*Stated task A*.
Copy the advice column below in full, exactly as it appears.

*Reading passage*.
++++

I live and work around people much richer than my husband and I are. My parents' wisdom left me immune to the appeal of McMansions, Lexus SUVs, and bichons frises in little pink jackets. But people who show off their money and travel experiences get under my skin. Recently a dinner guest told me in detail how she was spending her entrepreneur husband's recent windfall on an elaborate trip plus birthday party for herself. Is there any way, without sounding peevish, that I can hint to these clueless people how badly they come across? Anonymous/ Newton 

A person immune to the appeal of bichons frises in little pink jackets is a person with no soul. For the sake of our sacred advice columnist-letter writer relationship, I shall pretend that was but an ill-chosen hyperbole. 

Bichons aside, if your neighbors and co-workers are as obnoxious as you say, someone in this tense economy will lash out at them sooner or later. So if a person close to you begins moaning that brick sidewalks wreak havoc on her Louboutins, a light warning ("Be careful who you say that kind of thing around these days") could be appropriate. 

However, it's good to keep in mind that we all have remarkable, even obscene levels of privilege by somebody's standard. Can you be sure you have never spoken of your own education, marriage, upbringing, or values in such a way as to make another person feel denigrated or judged?

++++

*Data entries*.
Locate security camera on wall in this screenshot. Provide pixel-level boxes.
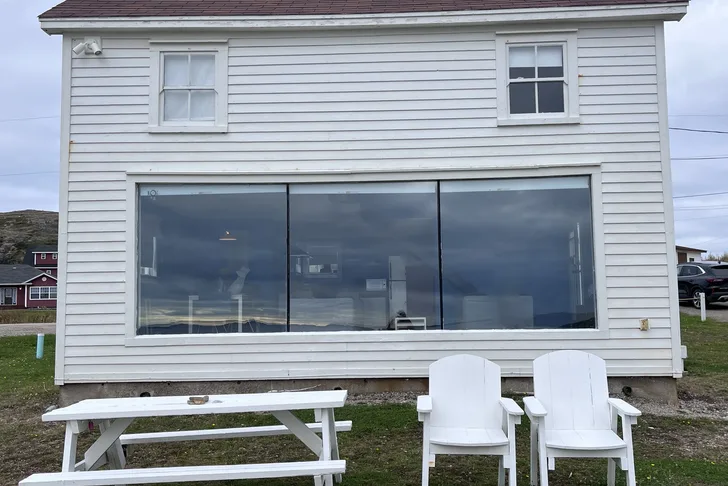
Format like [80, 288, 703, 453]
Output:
[73, 38, 103, 56]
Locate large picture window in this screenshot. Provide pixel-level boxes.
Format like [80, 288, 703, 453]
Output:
[137, 185, 287, 334]
[290, 182, 440, 331]
[137, 177, 596, 334]
[440, 177, 596, 329]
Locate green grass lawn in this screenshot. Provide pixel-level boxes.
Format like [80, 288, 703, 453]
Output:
[0, 317, 728, 486]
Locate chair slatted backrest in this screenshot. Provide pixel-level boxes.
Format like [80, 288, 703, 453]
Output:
[430, 354, 503, 428]
[533, 351, 610, 430]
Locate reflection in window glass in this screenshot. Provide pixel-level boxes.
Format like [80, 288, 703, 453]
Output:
[137, 185, 287, 334]
[440, 177, 596, 329]
[290, 182, 440, 331]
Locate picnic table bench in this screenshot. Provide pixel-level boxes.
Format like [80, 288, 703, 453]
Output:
[20, 390, 351, 486]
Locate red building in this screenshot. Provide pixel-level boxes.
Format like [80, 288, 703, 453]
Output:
[0, 265, 57, 310]
[23, 245, 58, 278]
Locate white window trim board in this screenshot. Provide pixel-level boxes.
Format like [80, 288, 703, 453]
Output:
[495, 30, 580, 126]
[148, 39, 229, 133]
[124, 162, 609, 347]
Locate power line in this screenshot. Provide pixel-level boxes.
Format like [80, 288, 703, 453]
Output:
[0, 115, 60, 123]
[670, 155, 728, 161]
[675, 206, 728, 211]
[675, 214, 728, 223]
[670, 127, 728, 135]
[0, 170, 58, 177]
[672, 191, 728, 199]
[670, 113, 728, 118]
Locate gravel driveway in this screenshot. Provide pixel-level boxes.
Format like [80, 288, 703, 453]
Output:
[0, 324, 56, 337]
[680, 303, 728, 322]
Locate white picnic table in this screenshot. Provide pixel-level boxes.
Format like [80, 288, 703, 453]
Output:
[20, 390, 351, 486]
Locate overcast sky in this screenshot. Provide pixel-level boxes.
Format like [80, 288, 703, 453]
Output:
[0, 0, 728, 252]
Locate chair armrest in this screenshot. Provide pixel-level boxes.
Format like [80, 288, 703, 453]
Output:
[500, 397, 523, 415]
[523, 397, 547, 420]
[609, 398, 642, 417]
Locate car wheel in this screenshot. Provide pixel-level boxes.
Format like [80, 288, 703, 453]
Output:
[693, 289, 708, 309]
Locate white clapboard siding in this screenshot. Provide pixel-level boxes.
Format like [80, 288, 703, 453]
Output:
[60, 24, 674, 383]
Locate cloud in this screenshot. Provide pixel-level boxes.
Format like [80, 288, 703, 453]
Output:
[666, 0, 728, 252]
[0, 0, 61, 211]
[0, 0, 728, 251]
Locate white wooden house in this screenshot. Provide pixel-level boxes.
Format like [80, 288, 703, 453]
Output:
[40, 0, 687, 398]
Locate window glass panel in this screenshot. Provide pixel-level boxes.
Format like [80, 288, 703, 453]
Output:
[440, 178, 596, 329]
[538, 81, 564, 113]
[164, 54, 190, 86]
[137, 184, 287, 334]
[190, 90, 215, 120]
[164, 90, 189, 121]
[538, 46, 564, 78]
[290, 182, 440, 331]
[190, 54, 215, 86]
[508, 46, 536, 79]
[508, 83, 536, 115]
[0, 287, 16, 305]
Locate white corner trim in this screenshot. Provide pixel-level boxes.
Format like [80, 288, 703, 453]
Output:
[54, 36, 73, 385]
[655, 22, 684, 378]
[40, 1, 688, 34]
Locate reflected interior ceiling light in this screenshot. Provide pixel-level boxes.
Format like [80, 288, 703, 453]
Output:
[220, 231, 237, 241]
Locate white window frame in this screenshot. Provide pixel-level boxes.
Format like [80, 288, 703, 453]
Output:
[0, 287, 18, 306]
[149, 39, 228, 133]
[124, 165, 610, 348]
[28, 286, 58, 300]
[496, 30, 580, 126]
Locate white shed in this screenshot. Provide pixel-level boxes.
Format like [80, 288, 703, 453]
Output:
[41, 0, 687, 402]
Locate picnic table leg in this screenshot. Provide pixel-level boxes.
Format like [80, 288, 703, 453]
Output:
[320, 408, 334, 486]
[329, 408, 343, 483]
[61, 420, 80, 472]
[99, 420, 126, 469]
[272, 410, 331, 486]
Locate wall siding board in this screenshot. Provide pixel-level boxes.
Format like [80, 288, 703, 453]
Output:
[64, 24, 674, 383]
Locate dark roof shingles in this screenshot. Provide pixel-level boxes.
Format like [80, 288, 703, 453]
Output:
[0, 264, 43, 285]
[40, 0, 686, 19]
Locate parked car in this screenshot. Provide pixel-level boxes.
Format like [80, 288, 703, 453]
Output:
[677, 262, 728, 309]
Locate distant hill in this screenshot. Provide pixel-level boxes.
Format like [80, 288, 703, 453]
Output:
[0, 209, 58, 263]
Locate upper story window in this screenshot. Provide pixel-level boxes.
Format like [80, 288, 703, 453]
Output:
[30, 287, 58, 300]
[149, 42, 228, 133]
[496, 32, 579, 125]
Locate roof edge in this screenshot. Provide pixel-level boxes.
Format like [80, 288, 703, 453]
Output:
[675, 245, 708, 253]
[40, 0, 688, 35]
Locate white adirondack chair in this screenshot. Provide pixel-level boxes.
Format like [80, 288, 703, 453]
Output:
[523, 351, 641, 486]
[417, 354, 523, 486]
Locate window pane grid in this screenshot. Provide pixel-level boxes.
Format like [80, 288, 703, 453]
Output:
[30, 287, 58, 300]
[162, 53, 216, 122]
[506, 44, 566, 115]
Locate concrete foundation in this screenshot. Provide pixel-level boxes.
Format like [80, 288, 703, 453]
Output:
[59, 377, 678, 406]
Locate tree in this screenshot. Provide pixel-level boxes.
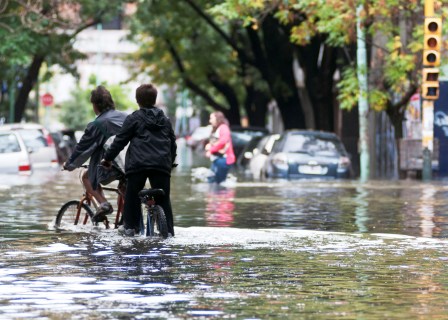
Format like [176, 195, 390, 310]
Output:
[127, 0, 322, 128]
[220, 0, 447, 138]
[0, 0, 124, 122]
[60, 77, 136, 130]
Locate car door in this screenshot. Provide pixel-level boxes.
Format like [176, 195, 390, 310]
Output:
[17, 128, 58, 168]
[0, 131, 31, 173]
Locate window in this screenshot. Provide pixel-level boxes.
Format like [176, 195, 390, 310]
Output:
[0, 133, 21, 153]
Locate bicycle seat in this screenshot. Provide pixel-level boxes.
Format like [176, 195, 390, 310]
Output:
[138, 189, 165, 198]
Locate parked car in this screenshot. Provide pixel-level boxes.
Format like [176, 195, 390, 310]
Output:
[230, 126, 269, 159]
[265, 130, 351, 179]
[236, 136, 263, 169]
[50, 129, 77, 164]
[0, 131, 31, 174]
[249, 134, 280, 179]
[0, 123, 59, 169]
[185, 126, 212, 151]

++++

*Stated task B*.
From the records, reproduce word for word everything from the first line through the line containing "[0, 317, 728, 486]", including that line, and leave out the pictures.

*Task output A*.
I live and work around people much richer than my husband and I are. My parents' wisdom left me immune to the appeal of McMansions, Lexus SUVs, and bichons frises in little pink jackets. But people who show off their money and travel experiences get under my skin. Recently a dinner guest told me in detail how she was spending her entrepreneur husband's recent windfall on an elaborate trip plus birthday party for herself. Is there any way, without sounding peevish, that I can hint to these clueless people how badly they come across? Anonymous/ Newton 

A person immune to the appeal of bichons frises in little pink jackets is a person with no soul. For the sake of our sacred advice columnist-letter writer relationship, I shall pretend that was but an ill-chosen hyperbole. 

Bichons aside, if your neighbors and co-workers are as obnoxious as you say, someone in this tense economy will lash out at them sooner or later. So if a person close to you begins moaning that brick sidewalks wreak havoc on her Louboutins, a light warning ("Be careful who you say that kind of thing around these days") could be appropriate. 

However, it's good to keep in mind that we all have remarkable, even obscene levels of privilege by somebody's standard. Can you be sure you have never spoken of your own education, marriage, upbringing, or values in such a way as to make another person feel denigrated or judged?

*Task output B*.
Locate security camera on wall in this screenshot. Provide pixel-level boxes.
Format like [80, 288, 703, 453]
Output:
[73, 38, 103, 56]
Locate large picture window in this screenshot. Provide pixel-level boxes.
Format like [80, 288, 703, 453]
Output:
[137, 185, 287, 334]
[290, 182, 440, 331]
[137, 177, 596, 334]
[440, 177, 596, 329]
Locate green grass lawn in this screenshot. Provide pixel-level boxes.
Format like [80, 288, 703, 453]
Output:
[0, 317, 728, 486]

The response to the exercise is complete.